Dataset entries
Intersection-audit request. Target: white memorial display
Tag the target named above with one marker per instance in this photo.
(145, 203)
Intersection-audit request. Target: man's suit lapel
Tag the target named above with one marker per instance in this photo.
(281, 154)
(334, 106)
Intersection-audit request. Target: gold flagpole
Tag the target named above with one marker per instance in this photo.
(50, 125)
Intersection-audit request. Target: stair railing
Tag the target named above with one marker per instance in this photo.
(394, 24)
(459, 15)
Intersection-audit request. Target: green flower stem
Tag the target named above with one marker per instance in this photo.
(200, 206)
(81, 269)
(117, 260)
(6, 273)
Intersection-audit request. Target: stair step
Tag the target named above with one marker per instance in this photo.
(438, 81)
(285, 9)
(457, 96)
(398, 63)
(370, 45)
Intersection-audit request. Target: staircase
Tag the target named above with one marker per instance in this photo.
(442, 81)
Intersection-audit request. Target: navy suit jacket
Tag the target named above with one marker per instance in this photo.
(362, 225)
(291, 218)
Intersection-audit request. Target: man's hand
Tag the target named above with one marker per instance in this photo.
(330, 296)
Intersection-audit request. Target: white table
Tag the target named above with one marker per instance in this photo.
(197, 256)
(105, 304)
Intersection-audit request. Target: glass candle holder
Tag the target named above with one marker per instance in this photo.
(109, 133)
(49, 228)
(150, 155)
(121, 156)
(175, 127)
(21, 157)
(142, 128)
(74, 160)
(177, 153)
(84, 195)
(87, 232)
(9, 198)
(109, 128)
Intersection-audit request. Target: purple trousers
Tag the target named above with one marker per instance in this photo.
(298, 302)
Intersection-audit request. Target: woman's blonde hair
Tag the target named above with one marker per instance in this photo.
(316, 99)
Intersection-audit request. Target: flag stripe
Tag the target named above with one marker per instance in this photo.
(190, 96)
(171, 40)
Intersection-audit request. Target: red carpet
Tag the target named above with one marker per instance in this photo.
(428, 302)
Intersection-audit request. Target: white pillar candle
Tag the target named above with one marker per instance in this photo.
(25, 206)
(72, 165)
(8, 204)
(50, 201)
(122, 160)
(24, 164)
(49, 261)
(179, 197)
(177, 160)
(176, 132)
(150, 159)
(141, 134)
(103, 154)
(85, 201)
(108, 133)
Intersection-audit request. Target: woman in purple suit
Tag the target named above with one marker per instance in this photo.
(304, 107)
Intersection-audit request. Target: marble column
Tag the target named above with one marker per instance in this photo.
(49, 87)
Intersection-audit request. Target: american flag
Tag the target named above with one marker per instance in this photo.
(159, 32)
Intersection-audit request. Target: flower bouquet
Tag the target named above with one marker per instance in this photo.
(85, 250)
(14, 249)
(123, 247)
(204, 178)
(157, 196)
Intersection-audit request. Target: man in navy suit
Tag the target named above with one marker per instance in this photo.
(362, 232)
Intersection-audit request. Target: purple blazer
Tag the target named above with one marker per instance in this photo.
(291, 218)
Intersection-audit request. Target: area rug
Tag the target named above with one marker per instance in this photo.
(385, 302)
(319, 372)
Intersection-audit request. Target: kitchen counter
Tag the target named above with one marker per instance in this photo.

To do
Starting with the line that holds "Intersection-audit request. Target: white table" and ending with the line that holds "Intersection-audit request. Target: man in", retype every line in the data above exactly, and nothing else.

Answer below
Intersection-audit request. Target: white table
Tag the target named above with one marker per instance in this photo.
(197, 256)
(105, 304)
Intersection-audit request. Target: glass candle holder
Tag the target named above with one marker per instance in this photo.
(109, 133)
(49, 228)
(150, 155)
(121, 156)
(175, 127)
(21, 157)
(142, 128)
(74, 160)
(177, 153)
(84, 195)
(87, 232)
(9, 198)
(109, 128)
Intersection-audit request. Target: purple trousers
Tag the target named above with one marker per instance in this photo.
(298, 302)
Intersection-audit request. Target: woman's blonde hair
Tag the target named above with one marker per instance in this photo.
(316, 99)
Intersection-audit request. Target: flag stripe
Tag the target named above with one marker per instance in this photo.
(190, 96)
(171, 40)
Intersection-audit request. Target: red carpet
Tag the target named above with one marker per instance in this photo.
(428, 302)
Intersection-audit request. Target: white pillar candle
Tag the target named above with one marker per instance in this photo.
(25, 206)
(72, 165)
(8, 204)
(50, 201)
(122, 160)
(24, 164)
(49, 261)
(179, 197)
(177, 160)
(176, 132)
(150, 159)
(141, 134)
(103, 154)
(85, 201)
(108, 133)
Intersection-audit request. Target: woman in purple suit
Tag the target named above with one marker per instance in this photo.
(304, 107)
Intersection-audit request. Target: marble column
Tag the target named above with one marker per instance in this photo.
(49, 87)
Intersection-audit request. Target: american flag
Tag the target named above with one marker per instance in this photo.
(159, 32)
Intersection-audit request. Target: flower bouquet
Tag the target named above with one marker per instance in this photo.
(85, 250)
(14, 249)
(123, 247)
(204, 178)
(157, 196)
Intersection-audit request. Target: man in navy suit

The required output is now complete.